EXERCISE REQUIREMENTS: Could you reproduce all the entries under this sentence exactly, leaving the images aside?

(Stored items from a collection)
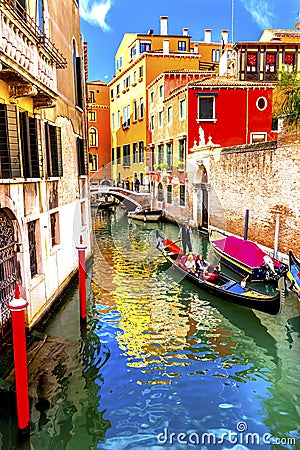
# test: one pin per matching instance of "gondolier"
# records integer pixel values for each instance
(185, 235)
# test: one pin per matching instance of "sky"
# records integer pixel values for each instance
(104, 23)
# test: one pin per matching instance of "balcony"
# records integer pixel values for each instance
(27, 56)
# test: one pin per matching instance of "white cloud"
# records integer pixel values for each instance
(260, 11)
(96, 12)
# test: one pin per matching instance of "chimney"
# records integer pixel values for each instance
(163, 25)
(166, 47)
(207, 36)
(224, 34)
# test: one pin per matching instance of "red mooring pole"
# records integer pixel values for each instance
(82, 278)
(17, 307)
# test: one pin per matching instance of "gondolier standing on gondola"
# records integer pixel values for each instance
(185, 235)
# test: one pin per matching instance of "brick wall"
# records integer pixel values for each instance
(264, 178)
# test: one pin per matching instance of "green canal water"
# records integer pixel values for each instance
(160, 365)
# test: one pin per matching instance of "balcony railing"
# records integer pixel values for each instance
(29, 26)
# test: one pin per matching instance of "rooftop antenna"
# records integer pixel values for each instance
(232, 18)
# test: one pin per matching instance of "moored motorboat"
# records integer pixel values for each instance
(294, 273)
(145, 214)
(247, 259)
(214, 281)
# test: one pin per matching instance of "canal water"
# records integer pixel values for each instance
(160, 365)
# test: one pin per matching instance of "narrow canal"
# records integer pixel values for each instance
(160, 364)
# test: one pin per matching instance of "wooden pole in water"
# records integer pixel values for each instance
(246, 224)
(17, 307)
(277, 228)
(82, 278)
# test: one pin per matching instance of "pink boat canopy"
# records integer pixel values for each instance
(246, 252)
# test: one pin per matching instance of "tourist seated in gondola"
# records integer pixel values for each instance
(190, 263)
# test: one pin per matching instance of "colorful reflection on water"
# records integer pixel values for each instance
(160, 358)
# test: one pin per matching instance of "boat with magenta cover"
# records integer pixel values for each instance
(217, 283)
(294, 272)
(247, 259)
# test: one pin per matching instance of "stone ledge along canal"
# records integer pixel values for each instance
(160, 364)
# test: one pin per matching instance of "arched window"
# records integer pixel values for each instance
(93, 137)
(160, 193)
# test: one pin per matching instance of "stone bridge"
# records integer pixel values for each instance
(129, 198)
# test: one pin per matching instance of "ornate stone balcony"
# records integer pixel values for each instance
(27, 56)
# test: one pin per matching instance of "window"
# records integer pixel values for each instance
(93, 162)
(182, 195)
(135, 111)
(93, 137)
(54, 226)
(215, 57)
(270, 62)
(135, 151)
(160, 154)
(206, 108)
(169, 114)
(31, 229)
(92, 116)
(113, 121)
(10, 161)
(77, 77)
(53, 150)
(152, 123)
(141, 108)
(181, 150)
(81, 156)
(141, 151)
(145, 46)
(169, 155)
(160, 193)
(126, 155)
(258, 137)
(261, 103)
(160, 118)
(181, 46)
(30, 136)
(182, 108)
(251, 62)
(169, 194)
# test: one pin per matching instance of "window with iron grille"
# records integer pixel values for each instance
(31, 226)
(10, 160)
(53, 150)
(30, 134)
(81, 156)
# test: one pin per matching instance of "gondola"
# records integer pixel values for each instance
(294, 272)
(145, 214)
(247, 259)
(221, 285)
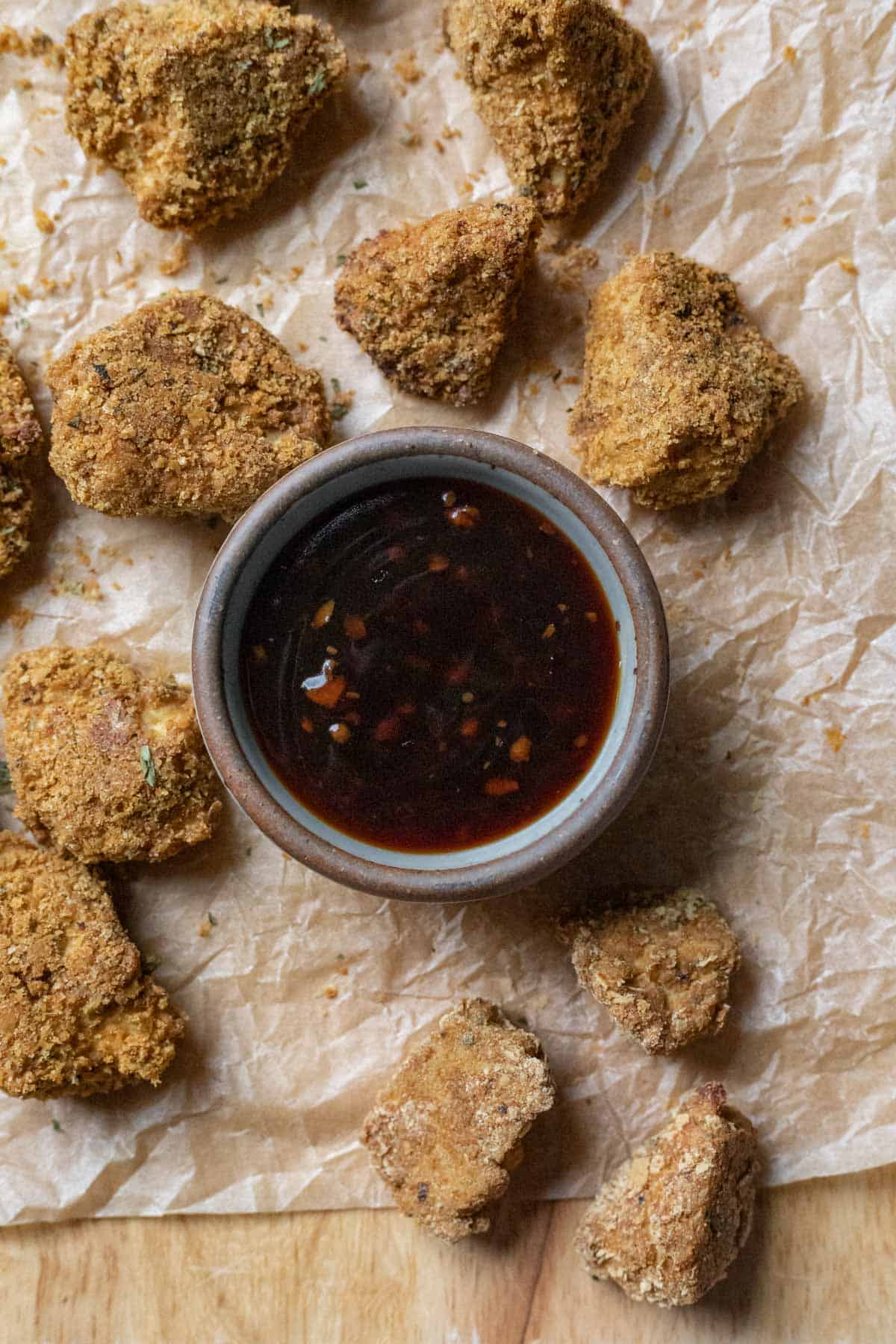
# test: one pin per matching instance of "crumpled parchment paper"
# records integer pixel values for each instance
(763, 148)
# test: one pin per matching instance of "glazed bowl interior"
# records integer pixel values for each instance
(497, 865)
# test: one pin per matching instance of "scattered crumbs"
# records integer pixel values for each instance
(836, 738)
(176, 258)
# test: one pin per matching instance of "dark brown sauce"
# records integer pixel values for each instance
(430, 665)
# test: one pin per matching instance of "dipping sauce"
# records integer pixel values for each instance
(430, 665)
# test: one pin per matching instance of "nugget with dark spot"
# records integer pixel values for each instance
(196, 102)
(433, 304)
(447, 1130)
(184, 406)
(680, 389)
(556, 82)
(105, 762)
(660, 961)
(672, 1219)
(77, 1014)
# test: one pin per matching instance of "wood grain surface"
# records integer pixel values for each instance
(817, 1270)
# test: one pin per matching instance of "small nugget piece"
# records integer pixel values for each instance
(77, 1015)
(196, 102)
(672, 1219)
(662, 964)
(432, 304)
(556, 82)
(680, 390)
(105, 762)
(184, 406)
(20, 436)
(445, 1130)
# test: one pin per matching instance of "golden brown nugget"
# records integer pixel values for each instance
(672, 1219)
(198, 104)
(433, 304)
(77, 1015)
(556, 82)
(447, 1130)
(662, 962)
(184, 406)
(680, 390)
(105, 762)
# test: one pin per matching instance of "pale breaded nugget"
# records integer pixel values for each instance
(445, 1132)
(77, 1015)
(432, 304)
(672, 1219)
(105, 762)
(680, 390)
(184, 406)
(556, 82)
(662, 964)
(20, 436)
(196, 102)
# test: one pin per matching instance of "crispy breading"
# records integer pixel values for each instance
(433, 304)
(669, 1222)
(447, 1130)
(556, 82)
(184, 406)
(680, 390)
(662, 962)
(196, 102)
(105, 762)
(77, 1015)
(20, 436)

EXPECTED ANSWER:
# test: one pin per matching instance of "gondolier"
# records integer pixel values for each instance
(185, 235)
# test: one pin per matching instance of "sky"
# records integer pixel values for each instance
(104, 23)
# test: one pin per matching instance of "balcony"
# records integer pixel values for each instance
(27, 56)
# test: one pin per matching instance of "white cloud"
# records integer pixel values for each instance
(260, 11)
(96, 12)
# test: one pin per matching instance of "chimney"
# records integer pixel values for each instance
(163, 25)
(166, 47)
(207, 36)
(224, 34)
# test: one pin per matching instance of "red mooring pole"
# records integer pixel values for each instance
(82, 278)
(17, 307)
# test: one pin per matching instance of "gondolier standing on gondola"
# records integer pixel values for each instance
(185, 235)
# test: one pin per matching instance of "brick wall"
# records integer pixel values for each instance
(264, 178)
# test: one pin per matching instance of "green canal water"
# records integer pixel values for each instance
(160, 365)
# test: one pin per matching instance of "balcony railing"
# records integer pixel values for each instance
(29, 26)
# test: one pin per matching instance of "rooftop antenna"
# records integer pixel values for each instance
(232, 18)
# test: one pin per matching instance of "moored motorboat"
# records integer pixel values for each instance
(294, 273)
(145, 214)
(247, 259)
(214, 281)
# test: one pin per matching instance of "canal water"
# records integer pixel values for each instance
(160, 365)
# test: one pin per matching instance of "narrow canal"
# records integer pixel values for each instance
(160, 364)
# test: one pin per matching instance of "wooden pole in water"
# records integer pixel values for each instance
(246, 224)
(17, 307)
(277, 228)
(82, 278)
# test: one pin per matching instance of "pink boat canopy"
# records integer pixel values for each instance
(246, 252)
# test: one pin per matching instance of "tourist seated in gondola"
# records integer pixel values for each instance
(190, 263)
# test: one pin per matching instance of "colorful reflection on water"
# records integer pixel values for each instance
(160, 358)
# test: one pin per matching instance of "boat with magenta cover"
# records integer pixel values for each instance
(217, 283)
(294, 272)
(247, 259)
# test: one pin per matching instance of "stone ledge along canal"
# records integer pixel values for each instance
(160, 364)
# test: one pin per matching instance of "arched window"
# records integer pixel values for each instance
(93, 137)
(160, 193)
# test: one pin per matching instance of "stone bridge"
# records integer pixel values for each instance
(129, 198)
# test: one pin per matching instance of "ornate stone balcony"
# records integer pixel values for each instance
(27, 56)
# test: one pin per matching instance of "window"
# records integer pixel values for each instance
(93, 162)
(182, 195)
(135, 111)
(93, 137)
(54, 226)
(215, 57)
(270, 62)
(135, 151)
(160, 154)
(206, 108)
(169, 114)
(31, 229)
(92, 116)
(113, 121)
(10, 161)
(77, 77)
(53, 150)
(152, 123)
(141, 108)
(181, 150)
(81, 156)
(141, 151)
(145, 46)
(169, 155)
(160, 193)
(126, 155)
(258, 137)
(261, 103)
(160, 118)
(181, 46)
(30, 136)
(182, 108)
(251, 62)
(169, 194)
# test: one pin per matching instance of "window with iron grille"
# records integer pixel values for each instance
(31, 226)
(10, 160)
(53, 150)
(30, 134)
(81, 156)
# test: one pin per matching instance of "gondola"
# records integer pixel values for each instance
(294, 272)
(145, 214)
(247, 259)
(221, 285)
# test: one pin per matching instance of "crumpled parchment paper"
# records integer pixel values for each instance
(763, 148)
# test: one pin per matching instance of "glazed bowl interior"
# records integer pixel values for each instance
(497, 865)
# test: one pin per matching instance of "scattered crumbs"
# records integer pixel values for each instance
(836, 738)
(176, 258)
# test: one pin per matching instance of "dark brown sauce"
# records integer pixel values for each instance
(430, 665)
# test: one pin per matching instance of "dipping sauce"
# records integer pixel values for each instance
(430, 665)
# test: one pin per matching instance of "nugget with dark spot"
# records integer pixel values for each instance
(196, 102)
(433, 304)
(447, 1130)
(184, 406)
(680, 389)
(556, 82)
(105, 762)
(660, 961)
(672, 1219)
(77, 1014)
# test: one pin per matching instance of "wood grain surface"
# records integer pixel values for each instance
(817, 1270)
# test: one pin per matching instance of "small nugget piece"
# records integer pixel values for each instance
(77, 1015)
(196, 102)
(672, 1219)
(662, 964)
(432, 304)
(556, 82)
(680, 390)
(105, 762)
(184, 406)
(20, 436)
(445, 1130)
# test: one pin per matching instance of "golden brown nugget"
# records integer pixel values for each instance
(672, 1219)
(198, 104)
(433, 304)
(77, 1015)
(556, 82)
(447, 1130)
(662, 962)
(184, 406)
(680, 390)
(105, 762)
# test: one pin per matching instance of "pale breaded nugget"
# records integer pixel values for each instance
(445, 1132)
(77, 1015)
(432, 304)
(672, 1219)
(105, 762)
(680, 390)
(184, 406)
(556, 82)
(662, 964)
(20, 436)
(196, 102)
# test: one pin per matching instance of "crispy breading"
# records integer pixel values for each instance
(433, 304)
(669, 1222)
(447, 1130)
(556, 82)
(184, 406)
(680, 390)
(662, 962)
(196, 102)
(105, 762)
(77, 1015)
(20, 436)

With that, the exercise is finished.